● **DOCUMENT PASSAGE**
#####
But is easy glamour easy to wear if you’re not a Lauren Hutton type?
Fashion insiders seem to think so. They say it’ll be a welcome break from the aggressive, tough-shoulder, skinny-pant style that has dominated fashion the past few seasons.
“What designers are trying to show is that people want to reach beyond where fashion has been in its hard, military protective gear,” said Joanna Coles, Marie Claire editor in chief. “Fashion is craving a more optimistic place. Fall seemed a little jaded, even if the clothes were magnificent. But we’re looking now for something lighter, fresher and younger.”
The silhouette has already started to be more fluid and languid, especially with trousers, says Colleen Sherin, women’s fashion director for Saks Fifth Avenue, but it’s confirmed moving forward into next year. Shoppers should find that the high waist and fit-and-flare legs are flattering, she said.
However, as a retailer — and a woman — the best news is the new longer, below-the-knee hemline, Sherin said. “One of the trends we’re most excited about is the ‘midi.’ It was in almost every collection.”
That mid-calf length complements the fluid and flowy dresses from the disco era. You don’t need to wear a floppy hat or oversized flower in your hair to see the shift in femininity.
#####
● **MATERIAL SHOWN**
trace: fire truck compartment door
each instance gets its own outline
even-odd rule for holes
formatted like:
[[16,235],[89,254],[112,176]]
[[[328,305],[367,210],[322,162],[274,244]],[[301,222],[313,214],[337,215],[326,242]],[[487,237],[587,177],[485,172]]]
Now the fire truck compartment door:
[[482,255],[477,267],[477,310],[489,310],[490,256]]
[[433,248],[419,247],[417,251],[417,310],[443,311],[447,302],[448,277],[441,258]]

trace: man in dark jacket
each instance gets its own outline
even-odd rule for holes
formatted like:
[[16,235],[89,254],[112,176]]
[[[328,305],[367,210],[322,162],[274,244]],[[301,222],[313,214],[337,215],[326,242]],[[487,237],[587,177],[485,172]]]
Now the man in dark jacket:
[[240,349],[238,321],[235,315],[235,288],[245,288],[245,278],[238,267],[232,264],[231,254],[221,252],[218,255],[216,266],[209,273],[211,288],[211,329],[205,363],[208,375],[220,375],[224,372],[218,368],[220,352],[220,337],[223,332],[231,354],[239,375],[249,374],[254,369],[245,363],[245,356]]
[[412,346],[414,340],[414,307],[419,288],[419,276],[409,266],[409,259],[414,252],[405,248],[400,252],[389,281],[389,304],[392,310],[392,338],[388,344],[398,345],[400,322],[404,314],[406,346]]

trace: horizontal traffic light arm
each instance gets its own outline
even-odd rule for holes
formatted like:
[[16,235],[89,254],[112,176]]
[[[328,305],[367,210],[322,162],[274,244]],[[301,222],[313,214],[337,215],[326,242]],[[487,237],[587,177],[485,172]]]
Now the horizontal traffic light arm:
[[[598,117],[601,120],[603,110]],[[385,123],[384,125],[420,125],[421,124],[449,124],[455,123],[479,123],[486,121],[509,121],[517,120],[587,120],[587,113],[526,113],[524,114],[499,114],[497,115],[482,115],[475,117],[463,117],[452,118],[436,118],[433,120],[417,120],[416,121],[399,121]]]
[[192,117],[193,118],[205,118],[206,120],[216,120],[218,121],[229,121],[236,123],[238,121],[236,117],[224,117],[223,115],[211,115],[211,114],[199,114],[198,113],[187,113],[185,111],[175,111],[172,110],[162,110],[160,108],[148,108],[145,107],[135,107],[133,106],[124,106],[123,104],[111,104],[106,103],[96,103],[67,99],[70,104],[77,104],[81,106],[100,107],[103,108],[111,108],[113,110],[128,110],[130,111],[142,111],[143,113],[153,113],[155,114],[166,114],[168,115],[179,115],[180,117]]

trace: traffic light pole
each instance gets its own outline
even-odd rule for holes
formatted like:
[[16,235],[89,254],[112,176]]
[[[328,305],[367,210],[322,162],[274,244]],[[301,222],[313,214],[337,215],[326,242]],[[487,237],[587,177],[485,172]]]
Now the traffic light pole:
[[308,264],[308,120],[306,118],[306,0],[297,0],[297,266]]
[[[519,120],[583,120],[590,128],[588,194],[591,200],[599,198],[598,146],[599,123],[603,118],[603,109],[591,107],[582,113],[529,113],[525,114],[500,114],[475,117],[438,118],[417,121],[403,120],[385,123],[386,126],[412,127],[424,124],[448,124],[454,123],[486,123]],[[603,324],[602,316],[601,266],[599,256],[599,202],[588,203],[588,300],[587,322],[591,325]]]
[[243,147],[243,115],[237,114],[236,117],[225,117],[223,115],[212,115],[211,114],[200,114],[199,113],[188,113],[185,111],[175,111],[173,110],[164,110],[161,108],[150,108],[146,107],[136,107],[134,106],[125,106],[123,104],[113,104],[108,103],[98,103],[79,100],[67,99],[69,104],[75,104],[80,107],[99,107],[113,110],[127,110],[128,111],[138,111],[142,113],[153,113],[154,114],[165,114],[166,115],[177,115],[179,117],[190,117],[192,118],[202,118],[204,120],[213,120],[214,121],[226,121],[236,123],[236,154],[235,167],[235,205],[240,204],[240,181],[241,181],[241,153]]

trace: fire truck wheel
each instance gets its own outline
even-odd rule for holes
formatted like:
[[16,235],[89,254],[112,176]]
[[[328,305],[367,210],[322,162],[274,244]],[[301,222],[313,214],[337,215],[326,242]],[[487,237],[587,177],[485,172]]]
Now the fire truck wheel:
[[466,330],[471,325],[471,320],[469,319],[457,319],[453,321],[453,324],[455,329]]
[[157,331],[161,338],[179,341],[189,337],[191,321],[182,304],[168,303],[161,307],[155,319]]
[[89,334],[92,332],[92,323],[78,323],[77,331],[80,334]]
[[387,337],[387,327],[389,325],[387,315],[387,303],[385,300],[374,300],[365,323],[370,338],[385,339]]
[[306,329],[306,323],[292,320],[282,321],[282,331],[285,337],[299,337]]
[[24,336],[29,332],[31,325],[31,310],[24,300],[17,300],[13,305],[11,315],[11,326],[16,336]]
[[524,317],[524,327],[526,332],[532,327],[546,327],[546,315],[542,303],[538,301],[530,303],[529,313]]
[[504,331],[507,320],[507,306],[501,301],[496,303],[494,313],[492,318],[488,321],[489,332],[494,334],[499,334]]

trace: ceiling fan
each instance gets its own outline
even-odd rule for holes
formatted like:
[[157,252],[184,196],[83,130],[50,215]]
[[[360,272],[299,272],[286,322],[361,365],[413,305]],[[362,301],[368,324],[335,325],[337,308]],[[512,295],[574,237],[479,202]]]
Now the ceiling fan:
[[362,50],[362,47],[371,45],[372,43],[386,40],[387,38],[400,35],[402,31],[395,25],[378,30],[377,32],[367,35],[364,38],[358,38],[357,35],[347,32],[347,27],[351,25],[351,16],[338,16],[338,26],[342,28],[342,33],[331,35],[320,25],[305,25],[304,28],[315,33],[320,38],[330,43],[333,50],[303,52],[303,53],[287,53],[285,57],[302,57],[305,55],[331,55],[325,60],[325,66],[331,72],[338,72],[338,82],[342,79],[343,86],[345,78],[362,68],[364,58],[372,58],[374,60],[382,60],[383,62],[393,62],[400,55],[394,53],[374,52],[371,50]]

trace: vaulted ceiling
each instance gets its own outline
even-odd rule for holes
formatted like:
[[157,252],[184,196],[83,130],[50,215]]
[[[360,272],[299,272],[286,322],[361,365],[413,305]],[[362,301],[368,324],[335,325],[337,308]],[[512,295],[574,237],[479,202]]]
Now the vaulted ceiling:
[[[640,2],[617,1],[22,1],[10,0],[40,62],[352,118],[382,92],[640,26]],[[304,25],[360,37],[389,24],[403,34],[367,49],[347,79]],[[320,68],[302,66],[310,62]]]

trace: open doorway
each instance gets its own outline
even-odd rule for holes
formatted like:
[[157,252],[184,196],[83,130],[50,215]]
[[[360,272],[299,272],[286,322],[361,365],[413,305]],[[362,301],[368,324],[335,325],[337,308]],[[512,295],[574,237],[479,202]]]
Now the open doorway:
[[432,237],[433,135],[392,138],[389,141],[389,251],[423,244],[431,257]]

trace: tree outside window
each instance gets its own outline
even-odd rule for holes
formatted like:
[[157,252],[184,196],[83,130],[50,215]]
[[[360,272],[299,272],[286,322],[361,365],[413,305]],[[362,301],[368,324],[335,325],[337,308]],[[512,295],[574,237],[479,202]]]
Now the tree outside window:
#####
● **OBJECTIVES**
a) Duplicate the passage from the fashion trends text, starting at "That mid-calf length" and ending at "shift in femininity.".
b) Pick up the fashion trends text after its last sentence and carry it on.

● **OUTPUTS**
a)
That mid-calf length complements the fluid and flowy dresses from the disco era. You don’t need to wear a floppy hat or oversized flower in your hair to see the shift in femininity.

b)
A flat shoulder bag, however, might be a good place to start with accessories, Sherin notes.
The flat sandal caught the eye of InStyle editor Ariel Foxman. “There’s an idea that you can wear flats for evening, and that you can wear them with confidence,” he said. He’s hesitant to call anything from the New York catwalks a bona fide trend yet, however, because there is still so much to see in London, Paris and Milan, Italy, over the coming weeks.
Personally, though, he’s been “seduced” by all the neutral and sand colors — and the flecks of gold. “They might not be the most exciting clothes on the runway, but it really allows one to see the details, and we’ve seen a lot of really gorgeous pieces.”
The lack of flashy embellishment likely meant extra work for designers. Mastering simplicity is quite a challenge.
“It’s all about the way you cut it, the texture. … You can’t hide behind ruching and ruffles. But I love simplicity when it’s right,” designer Michael Kors said backstage just before his “Sunshine State of Mind” collection debuted on the runway.
Saks‘ Sherin noted that so many fashion shows opened with a white look, “a palette cleanser” to the new, more optimistic season. There were some joyful colors — hot pink, orange, purple and green, among them, added Coles.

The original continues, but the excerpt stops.